[Saved entries]
* * *
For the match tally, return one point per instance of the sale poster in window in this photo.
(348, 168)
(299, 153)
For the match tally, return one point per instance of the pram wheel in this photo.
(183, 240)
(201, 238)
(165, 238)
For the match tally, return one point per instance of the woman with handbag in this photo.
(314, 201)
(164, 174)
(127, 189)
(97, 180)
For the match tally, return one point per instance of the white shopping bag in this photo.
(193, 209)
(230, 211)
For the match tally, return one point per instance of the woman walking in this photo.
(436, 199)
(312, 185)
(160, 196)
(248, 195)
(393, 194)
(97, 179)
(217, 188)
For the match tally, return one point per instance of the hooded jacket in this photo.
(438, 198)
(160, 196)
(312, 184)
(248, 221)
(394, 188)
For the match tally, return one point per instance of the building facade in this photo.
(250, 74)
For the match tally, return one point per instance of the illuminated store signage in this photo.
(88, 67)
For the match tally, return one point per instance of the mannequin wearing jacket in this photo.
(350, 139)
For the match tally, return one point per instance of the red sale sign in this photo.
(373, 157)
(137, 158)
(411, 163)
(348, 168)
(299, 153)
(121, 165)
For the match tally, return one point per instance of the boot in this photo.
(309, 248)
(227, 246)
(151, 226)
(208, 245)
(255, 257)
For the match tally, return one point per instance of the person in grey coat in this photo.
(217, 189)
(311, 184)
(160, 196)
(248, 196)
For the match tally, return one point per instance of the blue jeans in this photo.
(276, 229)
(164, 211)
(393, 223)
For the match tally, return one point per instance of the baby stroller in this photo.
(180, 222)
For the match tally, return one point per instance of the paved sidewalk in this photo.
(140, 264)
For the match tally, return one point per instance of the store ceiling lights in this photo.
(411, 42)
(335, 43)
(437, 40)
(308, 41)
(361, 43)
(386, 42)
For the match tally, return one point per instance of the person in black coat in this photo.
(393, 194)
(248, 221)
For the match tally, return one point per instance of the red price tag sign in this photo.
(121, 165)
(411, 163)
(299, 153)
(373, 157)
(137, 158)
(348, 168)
* * *
**WORK ORDER:** Please return all of the entries above, exactly and completely.

**REPLY:**
For the match tally, return one point per instance of the sale poster in window in this photo.
(348, 168)
(299, 153)
For the match tally, return one point per instance of the pram wheel in this photo.
(183, 240)
(201, 238)
(165, 238)
For the match tally, return one point per instance of the woman with handbag in this photo.
(314, 201)
(164, 174)
(127, 189)
(97, 180)
For the match tally, return one point per instance of the white shopping bag in this photo.
(193, 209)
(230, 211)
For the match tally, return one point per instance of the woman walking in this photo.
(436, 199)
(312, 185)
(160, 196)
(248, 195)
(393, 194)
(97, 179)
(217, 188)
For the match tally, return one point per instance of the hooded jacket in this photo.
(438, 198)
(160, 196)
(312, 184)
(248, 221)
(394, 188)
For the match tally, return one point per instance of the building facade in this photo.
(250, 74)
For the match tally, return one point per instance of the illuminated store signage in this photo.
(88, 67)
For the match tally, return one point per instance of the mannequin wearing jacket in this photo.
(350, 139)
For the match tally, return one point per instance of the red sale sign in this photo.
(373, 157)
(137, 158)
(411, 163)
(348, 168)
(299, 153)
(121, 165)
For the match tally, return one point per instance of the boot in this photo.
(309, 248)
(227, 246)
(151, 226)
(208, 245)
(255, 257)
For the match tally, return one point per instance of the person in grey coat in this photo.
(217, 189)
(311, 184)
(160, 196)
(248, 196)
For the match tally, return one point per instance of the blue jeans in this photo.
(276, 229)
(164, 211)
(393, 223)
For the match tally, return one point per instance of the baby stroller in this photo.
(180, 222)
For the match tally, return one point per instance of the paved sidewalk in this photo.
(140, 264)
For the match tally, return one point per instance of the store ceiling lights in this photo.
(411, 42)
(335, 43)
(437, 40)
(308, 41)
(361, 43)
(386, 42)
For the match tally, return one point per instance of the person in black coat in this photo.
(393, 194)
(248, 221)
For the match tally, return one point per instance of the red price tag sign in this photo.
(121, 165)
(411, 163)
(299, 153)
(373, 157)
(137, 158)
(348, 168)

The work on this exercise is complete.